Document segment ->
Content starts
Haja Amina Appi
(Born: 25 June 1925)
Haja Amina Appi of Ungos Matata, Tandubas, Tawi-Tawi, is recognized as the master mat weaver among the Sama indigenous community of Ungos Matata. Her colorful mats with their complex geometric patterns exhibit her precise sense of design, proportion and symmetry and sensitivity to color. Her unique multi-colored mats are protected by a plain white outer mat that serves as the mat’s backing. Her functional and artistic creations take up to three months to make.
The art of mat weaving is handed down the matrilateral line, as men in the Sama culture do not take up the craft. The whole process, from harvesting and stripping down the pandan leaves to the actual execution of the design, is exclusive to women. It is a long and tedious process, and requires much patience and stamina. It also requires an eye for detail, an unerring color instinct, and a genius for applied mathematics.
Content ends
Task -> Retype the text on Haja Amina Appi between "The art of mat" and "for applied mathematics.", inclusive, without changing any word or punctuation mark.

Extracted material ->
Content starts
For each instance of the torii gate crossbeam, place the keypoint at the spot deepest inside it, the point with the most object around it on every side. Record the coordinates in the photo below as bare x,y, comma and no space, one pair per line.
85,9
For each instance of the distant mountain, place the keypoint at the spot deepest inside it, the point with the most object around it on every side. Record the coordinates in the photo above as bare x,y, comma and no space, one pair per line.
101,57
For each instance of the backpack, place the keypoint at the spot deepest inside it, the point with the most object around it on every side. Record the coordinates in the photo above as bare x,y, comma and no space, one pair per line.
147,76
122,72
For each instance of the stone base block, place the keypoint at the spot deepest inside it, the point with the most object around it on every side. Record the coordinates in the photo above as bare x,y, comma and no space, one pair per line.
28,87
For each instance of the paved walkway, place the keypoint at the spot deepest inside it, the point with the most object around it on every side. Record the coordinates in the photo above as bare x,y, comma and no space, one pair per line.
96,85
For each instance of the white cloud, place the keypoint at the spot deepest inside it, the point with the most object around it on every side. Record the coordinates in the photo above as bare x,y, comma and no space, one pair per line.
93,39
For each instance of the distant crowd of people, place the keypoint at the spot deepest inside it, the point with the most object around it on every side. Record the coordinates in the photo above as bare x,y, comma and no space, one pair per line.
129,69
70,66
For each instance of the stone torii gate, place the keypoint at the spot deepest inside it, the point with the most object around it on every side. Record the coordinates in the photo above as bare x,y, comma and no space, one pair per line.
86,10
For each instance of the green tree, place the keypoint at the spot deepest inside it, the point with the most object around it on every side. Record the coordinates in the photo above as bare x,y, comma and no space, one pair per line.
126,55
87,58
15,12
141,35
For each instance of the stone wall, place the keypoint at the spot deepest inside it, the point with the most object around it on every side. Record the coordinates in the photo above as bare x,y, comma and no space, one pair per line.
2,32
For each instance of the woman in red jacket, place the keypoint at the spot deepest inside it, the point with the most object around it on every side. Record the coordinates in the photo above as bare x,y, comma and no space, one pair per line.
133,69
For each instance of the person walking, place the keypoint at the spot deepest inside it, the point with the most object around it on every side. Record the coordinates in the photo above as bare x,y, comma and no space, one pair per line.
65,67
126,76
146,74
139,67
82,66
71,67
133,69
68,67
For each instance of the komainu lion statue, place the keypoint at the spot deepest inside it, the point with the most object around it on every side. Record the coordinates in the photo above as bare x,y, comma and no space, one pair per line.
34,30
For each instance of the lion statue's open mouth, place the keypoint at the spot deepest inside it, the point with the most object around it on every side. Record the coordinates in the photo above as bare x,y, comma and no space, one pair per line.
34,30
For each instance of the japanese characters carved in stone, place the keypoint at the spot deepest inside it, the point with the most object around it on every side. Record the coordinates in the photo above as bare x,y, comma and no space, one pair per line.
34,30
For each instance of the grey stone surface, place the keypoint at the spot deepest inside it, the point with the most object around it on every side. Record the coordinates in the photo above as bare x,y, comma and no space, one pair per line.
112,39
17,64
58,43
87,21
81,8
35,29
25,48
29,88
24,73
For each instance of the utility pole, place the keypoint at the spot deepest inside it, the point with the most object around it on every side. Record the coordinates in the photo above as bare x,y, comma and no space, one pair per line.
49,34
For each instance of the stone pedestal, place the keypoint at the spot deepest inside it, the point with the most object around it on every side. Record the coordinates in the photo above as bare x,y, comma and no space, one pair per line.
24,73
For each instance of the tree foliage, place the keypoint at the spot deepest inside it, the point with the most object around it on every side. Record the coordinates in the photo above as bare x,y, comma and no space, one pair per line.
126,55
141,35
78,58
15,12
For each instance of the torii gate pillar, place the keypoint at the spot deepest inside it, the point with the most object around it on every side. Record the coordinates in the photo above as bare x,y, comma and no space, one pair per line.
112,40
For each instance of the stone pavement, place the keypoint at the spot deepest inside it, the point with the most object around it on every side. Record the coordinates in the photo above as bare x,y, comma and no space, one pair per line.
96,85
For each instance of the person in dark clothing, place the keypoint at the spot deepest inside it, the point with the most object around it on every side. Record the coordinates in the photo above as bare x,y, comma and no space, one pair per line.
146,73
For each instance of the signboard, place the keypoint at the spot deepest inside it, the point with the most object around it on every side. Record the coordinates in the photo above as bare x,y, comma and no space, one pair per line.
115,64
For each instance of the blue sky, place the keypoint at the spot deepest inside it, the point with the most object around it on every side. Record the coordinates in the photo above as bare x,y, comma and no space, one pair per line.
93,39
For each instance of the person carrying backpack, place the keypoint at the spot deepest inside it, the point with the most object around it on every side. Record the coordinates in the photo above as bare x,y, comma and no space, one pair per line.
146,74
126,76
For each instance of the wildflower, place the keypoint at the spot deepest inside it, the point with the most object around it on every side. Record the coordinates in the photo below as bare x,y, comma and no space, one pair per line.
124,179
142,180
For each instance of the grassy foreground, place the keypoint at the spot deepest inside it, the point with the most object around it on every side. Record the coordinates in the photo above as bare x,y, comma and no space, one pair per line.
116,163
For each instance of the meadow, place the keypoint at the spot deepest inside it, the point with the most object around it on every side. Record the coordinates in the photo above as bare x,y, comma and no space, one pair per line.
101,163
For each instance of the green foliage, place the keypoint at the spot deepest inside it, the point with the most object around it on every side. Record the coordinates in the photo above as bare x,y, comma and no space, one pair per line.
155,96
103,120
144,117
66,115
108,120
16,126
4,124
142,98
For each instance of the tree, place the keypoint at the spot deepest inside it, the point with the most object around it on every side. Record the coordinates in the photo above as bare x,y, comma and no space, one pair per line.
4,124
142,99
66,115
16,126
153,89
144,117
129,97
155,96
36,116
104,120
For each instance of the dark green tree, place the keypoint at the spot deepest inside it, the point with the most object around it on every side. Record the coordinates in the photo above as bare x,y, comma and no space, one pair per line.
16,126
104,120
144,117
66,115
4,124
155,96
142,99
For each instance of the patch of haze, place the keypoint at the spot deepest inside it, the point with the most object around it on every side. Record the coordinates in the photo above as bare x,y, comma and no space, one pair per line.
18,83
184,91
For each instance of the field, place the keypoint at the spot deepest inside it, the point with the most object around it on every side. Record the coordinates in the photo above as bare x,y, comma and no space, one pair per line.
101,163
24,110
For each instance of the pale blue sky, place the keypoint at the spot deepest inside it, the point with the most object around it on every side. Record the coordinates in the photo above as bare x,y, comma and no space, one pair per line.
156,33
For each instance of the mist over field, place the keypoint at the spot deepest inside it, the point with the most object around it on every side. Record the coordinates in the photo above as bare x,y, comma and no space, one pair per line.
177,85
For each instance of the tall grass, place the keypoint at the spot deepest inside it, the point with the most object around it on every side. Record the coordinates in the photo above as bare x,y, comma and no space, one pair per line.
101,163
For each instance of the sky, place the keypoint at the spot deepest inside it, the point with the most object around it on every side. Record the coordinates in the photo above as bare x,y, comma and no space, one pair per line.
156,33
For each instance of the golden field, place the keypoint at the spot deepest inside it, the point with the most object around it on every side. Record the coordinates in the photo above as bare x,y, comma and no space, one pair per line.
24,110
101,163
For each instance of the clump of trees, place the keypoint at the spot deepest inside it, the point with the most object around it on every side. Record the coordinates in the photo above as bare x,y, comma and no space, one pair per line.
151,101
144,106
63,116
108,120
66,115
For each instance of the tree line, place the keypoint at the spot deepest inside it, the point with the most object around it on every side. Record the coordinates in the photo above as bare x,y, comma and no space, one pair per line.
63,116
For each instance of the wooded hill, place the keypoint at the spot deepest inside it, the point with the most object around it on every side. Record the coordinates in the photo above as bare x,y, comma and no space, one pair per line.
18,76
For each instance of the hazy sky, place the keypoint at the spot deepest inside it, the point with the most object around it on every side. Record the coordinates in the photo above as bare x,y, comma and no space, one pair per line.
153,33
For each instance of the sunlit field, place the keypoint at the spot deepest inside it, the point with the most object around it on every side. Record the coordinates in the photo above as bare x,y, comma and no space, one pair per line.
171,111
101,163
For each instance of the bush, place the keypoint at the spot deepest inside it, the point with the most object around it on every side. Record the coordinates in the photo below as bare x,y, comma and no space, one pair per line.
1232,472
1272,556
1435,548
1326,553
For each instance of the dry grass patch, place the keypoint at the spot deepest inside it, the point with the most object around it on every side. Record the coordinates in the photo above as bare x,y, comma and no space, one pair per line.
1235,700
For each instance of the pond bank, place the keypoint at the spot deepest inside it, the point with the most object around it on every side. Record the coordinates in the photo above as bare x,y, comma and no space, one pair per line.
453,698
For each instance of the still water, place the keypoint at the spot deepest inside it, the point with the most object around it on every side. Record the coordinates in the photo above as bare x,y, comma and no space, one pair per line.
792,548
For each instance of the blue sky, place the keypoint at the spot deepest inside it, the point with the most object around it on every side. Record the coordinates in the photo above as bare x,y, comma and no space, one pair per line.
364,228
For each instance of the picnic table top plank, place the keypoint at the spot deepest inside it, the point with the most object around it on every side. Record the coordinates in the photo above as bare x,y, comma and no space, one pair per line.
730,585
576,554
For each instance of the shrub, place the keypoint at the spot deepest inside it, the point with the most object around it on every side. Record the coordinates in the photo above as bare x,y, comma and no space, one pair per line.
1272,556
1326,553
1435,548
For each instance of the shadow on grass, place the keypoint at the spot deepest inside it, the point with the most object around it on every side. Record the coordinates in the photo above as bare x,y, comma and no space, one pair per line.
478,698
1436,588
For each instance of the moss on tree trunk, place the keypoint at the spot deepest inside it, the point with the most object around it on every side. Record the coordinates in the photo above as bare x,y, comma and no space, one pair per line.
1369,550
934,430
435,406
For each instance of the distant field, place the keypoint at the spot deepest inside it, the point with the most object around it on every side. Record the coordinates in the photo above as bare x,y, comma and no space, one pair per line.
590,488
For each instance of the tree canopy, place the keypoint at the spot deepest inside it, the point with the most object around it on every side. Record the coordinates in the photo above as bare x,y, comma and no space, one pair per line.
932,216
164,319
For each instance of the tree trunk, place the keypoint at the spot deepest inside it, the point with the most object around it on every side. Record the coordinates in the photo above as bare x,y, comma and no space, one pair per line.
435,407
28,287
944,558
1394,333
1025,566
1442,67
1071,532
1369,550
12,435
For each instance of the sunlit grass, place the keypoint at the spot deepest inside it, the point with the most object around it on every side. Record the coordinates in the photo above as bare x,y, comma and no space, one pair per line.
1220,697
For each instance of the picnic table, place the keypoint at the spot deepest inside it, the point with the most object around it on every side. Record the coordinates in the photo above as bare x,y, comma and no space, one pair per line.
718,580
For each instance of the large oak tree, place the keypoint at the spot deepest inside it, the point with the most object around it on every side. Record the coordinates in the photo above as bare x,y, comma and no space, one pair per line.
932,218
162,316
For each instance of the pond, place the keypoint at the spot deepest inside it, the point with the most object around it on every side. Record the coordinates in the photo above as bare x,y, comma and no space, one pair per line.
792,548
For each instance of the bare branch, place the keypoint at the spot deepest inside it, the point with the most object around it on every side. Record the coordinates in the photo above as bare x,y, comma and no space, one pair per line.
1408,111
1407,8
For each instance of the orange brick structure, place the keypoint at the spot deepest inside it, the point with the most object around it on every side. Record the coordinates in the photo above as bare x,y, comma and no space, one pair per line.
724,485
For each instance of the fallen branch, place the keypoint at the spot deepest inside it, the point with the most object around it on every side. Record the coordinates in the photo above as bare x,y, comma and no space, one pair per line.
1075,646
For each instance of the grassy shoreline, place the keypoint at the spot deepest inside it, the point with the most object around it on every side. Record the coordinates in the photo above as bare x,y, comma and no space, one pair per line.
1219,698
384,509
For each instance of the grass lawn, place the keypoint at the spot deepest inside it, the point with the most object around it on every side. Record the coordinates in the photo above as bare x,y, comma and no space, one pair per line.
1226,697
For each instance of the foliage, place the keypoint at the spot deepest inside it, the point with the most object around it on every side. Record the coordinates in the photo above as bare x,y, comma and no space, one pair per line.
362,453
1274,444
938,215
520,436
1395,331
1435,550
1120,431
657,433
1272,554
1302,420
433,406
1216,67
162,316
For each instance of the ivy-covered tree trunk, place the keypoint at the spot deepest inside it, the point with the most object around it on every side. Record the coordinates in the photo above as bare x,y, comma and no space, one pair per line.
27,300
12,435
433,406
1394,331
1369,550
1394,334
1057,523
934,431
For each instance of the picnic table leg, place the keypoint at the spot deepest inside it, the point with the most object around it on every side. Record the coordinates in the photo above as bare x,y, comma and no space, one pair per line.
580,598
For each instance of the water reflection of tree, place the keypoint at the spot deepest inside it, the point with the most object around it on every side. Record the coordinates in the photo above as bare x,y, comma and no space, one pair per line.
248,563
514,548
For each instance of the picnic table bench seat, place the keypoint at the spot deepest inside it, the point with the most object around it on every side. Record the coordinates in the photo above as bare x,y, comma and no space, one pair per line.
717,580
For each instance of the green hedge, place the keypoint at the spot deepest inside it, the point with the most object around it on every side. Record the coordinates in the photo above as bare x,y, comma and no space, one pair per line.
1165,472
Content ends
Answer to this problem ->
The art of mat weaving is handed down the matrilateral line, as men in the Sama culture do not take up the craft. The whole process, from harvesting and stripping down the pandan leaves to the actual execution of the design, is exclusive to women. It is a long and tedious process, and requires much patience and stamina. It also requires an eye for detail, an unerring color instinct, and a genius for applied mathematics.